▶ [TASK TO COMPLETE] List each line of the material below that contains the string "Front", matching case exactly.

▶ [RECORDS TO PROCESS]
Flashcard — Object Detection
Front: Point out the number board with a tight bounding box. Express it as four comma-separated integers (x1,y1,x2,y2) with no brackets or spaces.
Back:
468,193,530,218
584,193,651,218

---

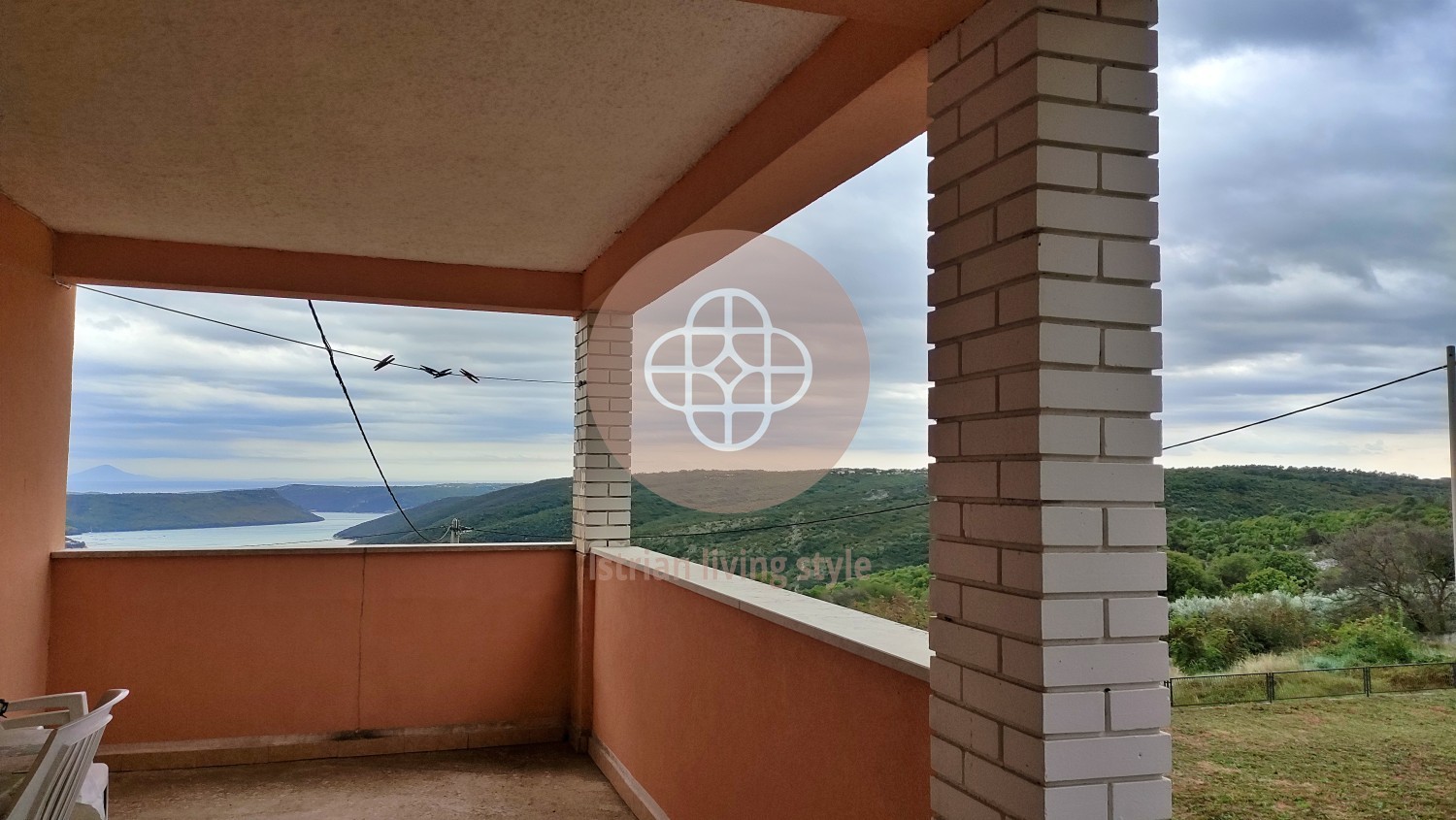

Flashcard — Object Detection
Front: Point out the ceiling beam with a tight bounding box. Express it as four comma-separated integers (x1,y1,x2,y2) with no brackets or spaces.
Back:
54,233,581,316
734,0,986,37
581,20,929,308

▶ [THE COMPLETED TASK]
Front: Point out the number board with a tight bounding box. Express it as four comma-separated integers (x1,y1,x2,y2) with no brackets or spaces.
Front: Point out the ceiling beam with a tight bounding box. Express it as four comma-separated integers (x1,y1,x2,y2) with no brackets or spaces.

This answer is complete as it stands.